Repeat exactly, and only, the lines below starting at the line that contains "Where can the overcast" and ending at the line that contains "Target: grass", inclusive of both.

INPUT DATA Block Start

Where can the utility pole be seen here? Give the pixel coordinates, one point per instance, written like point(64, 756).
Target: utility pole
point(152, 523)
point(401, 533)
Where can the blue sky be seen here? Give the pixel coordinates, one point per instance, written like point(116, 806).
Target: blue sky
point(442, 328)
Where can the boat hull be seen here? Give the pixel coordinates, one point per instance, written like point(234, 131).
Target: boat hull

INPUT DATA Block End
INPUT DATA Block Start

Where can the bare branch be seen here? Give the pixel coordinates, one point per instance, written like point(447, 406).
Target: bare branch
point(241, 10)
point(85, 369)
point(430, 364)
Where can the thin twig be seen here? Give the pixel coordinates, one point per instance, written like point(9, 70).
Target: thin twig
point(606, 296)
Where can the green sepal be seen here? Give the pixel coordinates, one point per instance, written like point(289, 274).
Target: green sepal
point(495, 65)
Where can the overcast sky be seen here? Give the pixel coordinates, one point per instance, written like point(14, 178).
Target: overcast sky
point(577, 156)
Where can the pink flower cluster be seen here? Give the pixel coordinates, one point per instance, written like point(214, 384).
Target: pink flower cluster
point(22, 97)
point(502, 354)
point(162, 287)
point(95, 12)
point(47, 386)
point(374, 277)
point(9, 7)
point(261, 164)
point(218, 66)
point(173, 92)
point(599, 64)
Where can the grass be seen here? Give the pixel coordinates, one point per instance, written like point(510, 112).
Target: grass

INPUT DATA Block End

= EXERCISE ANSWER =
Where can the overcast sky be seen here? Give the pixel coordinates, one point per instance, written like point(14, 178).
Target: overcast sky
point(577, 156)
Where can the pink flower cluster be seen here? Give the pixel coordinates, one point per instance, written like point(214, 384).
Target: pink flower cluster
point(22, 97)
point(502, 354)
point(162, 287)
point(95, 12)
point(47, 386)
point(374, 277)
point(9, 7)
point(261, 164)
point(218, 66)
point(173, 92)
point(599, 64)
Where can the grass be seen here? Give the pixel coordinates, one point per instance, written like point(510, 112).
Target: grass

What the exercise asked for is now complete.